- _READING PASSAGE_
══════════════════════════════
The first signs of trouble came to this hockey Camelot in 1975, when it was reported that one of the NHL's most successful teams at the box office was on the brink of financial disaster. There were rumors, denied by the Salomons, that the team would move to New Orleans. The problems centered on losses incurred by the Missouri Arena Corp., which owned the building and the hockey club. There were reported losses of $2 million in 1974. "We had such great early success, that I think the Salomons thought it would be easy," Kelly says. "I think he died of a broken heart," Kelly adds of the elder Salomon. "He really loved the Blues. When he moved to Florida, I think he was most sad to leave the hockey team that he gave so much to build."

The unsung hero in the Blues story may very well be R. Hall Dean, who was head of the St. Louis-based Ralston Purina Company in 1977. Dean had met Emile Francis, the Blues general manager, at a St. Louis Cardinals baseball game; when the team looked as if it might go out of business Dean stepped in and Ralston Purina purchased the franchise. Many observers believe Dean has not gotten enough credit for helping save the Blues. When Dean retired, the sentiment at Ralston Purina shifted, the hockey business was not for them. Ralston Purina decided to sell the team to a group from Saskatoon, Saskatchewan. When the NHL would not approve of Ralston's request to have the team sold and moved, Ralston abandoned the team and sued the NHL. The League's position, as stated publicly, was that the fans in St. Louis had supported the Blues for 16 years and the League could not abandon them. To that end, the League sought an owner who would keep the Blues in St. Louis.

Harry and Ruth Ornest, who kept the Blues in St. Louis in 1983.

Enter Harry Ornest, a Beverly Hills businessman, who in the summer of 1983, made another big save to keep the team in town. He brought in Jack Quinn to be the Blues president and Ron Caron to be vice president and general manager, the management team that is responsible for their rebirth on the ice. In October of 1986, Ornest concluded negotiations with a group of St. Louis businessmen in a limited partnership headed by Shanahan.

The NHL Board of Governors approved the sale that December. The Blues Investors include many of the largest corporations and banks in St. Louis, among them, the company long associated with successful sports promotion, Anheuser-Busch Companies, Inc., owners of the St. Louis baseball Cardinals.

Shanahan goes about his business in the goal-oriented manner expected of a businessman. He would like to realize an annual season ticket growth rate of 25 percent. His efforts have begun to pay off-season ticket sales grew by 2,000 this season to a total of over 8,000. "In Jack Quinn and Ron Caron, we have people more than capable of running a sports franchise," says Shanahan. "How well you hang in there depends on those players. Susie Mathieu is now a vice president of marketing and public relations. She has done a terrific job of promotion. We're a much stronger unit internally; we're far more cohesive. We are creating a new professional atmosphere."

Jack Quinn

Hopes are high for the franchise and Shanahan is as much of the reason as the product on the ice. "He's out campaigning for this club every day," observes Kelly. "He goes to every barbeque, dinner and breakfast. He is very visible, and a native of St. Louis who is very highly regarded by his peers in the community." "Mike's probably gone to 90 events on behalf of the team this year," says Quinn. "And we usually have four players in every charity event. Now we have to continue to work on public awareness and education about the sport. There was a lot of panic in the operation of this team in the past," Quinn adds. "One gentleman called this year and said, 'Put me down for four season tickets,'" Quinn recalls. "'I'm not a hockey fan,' the man said, 'but I appreciate what Shanahan has done for the city and the franchise.'"
══════════════════════════════
- _JOB A_
According to the St. Louis Blues passage, which company was R. Hall Dean heading in 1977?
- _JOB B_
Transcribe the part of the St. Louis Blues passage that begins at the words "Enter Harry Ornest, a" and stops after the words "headed by Shanahan.".

- _COLLECTED MATERIAL_
══════════════════════════════
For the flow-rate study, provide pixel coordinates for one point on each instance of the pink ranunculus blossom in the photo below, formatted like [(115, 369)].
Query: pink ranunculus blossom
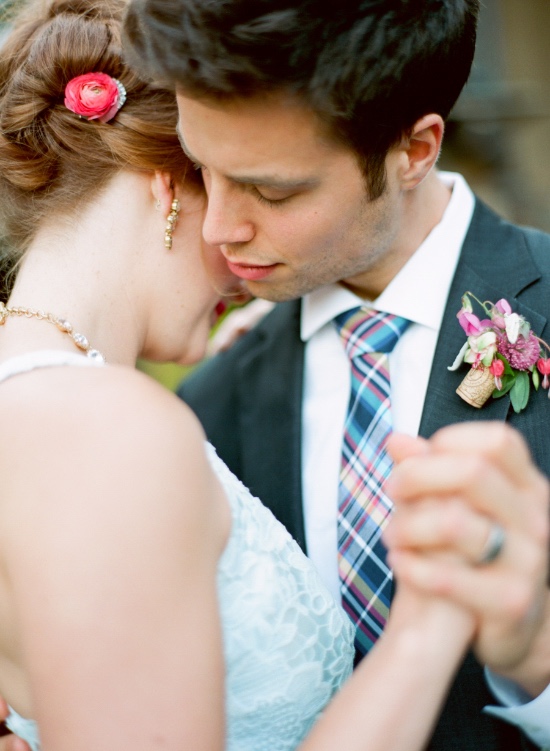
[(523, 353), (94, 96), (543, 366), (471, 324), (497, 370)]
══════════════════════════════
- _COMPLETE ANSWER A_
The St. Louis-based Ralston Purina Company.

- _COMPLETE ANSWER B_
Enter Harry Ornest, a Beverly Hills businessman, who in the summer of 1983, made another big save to keep the team in town. He brought in Jack Quinn to be the Blues president and Ron Caron to be vice president and general manager, the management team that is responsible for their rebirth on the ice. In October of 1986, Ornest concluded negotiations with a group of St. Louis businessmen in a limited partnership headed by Shanahan.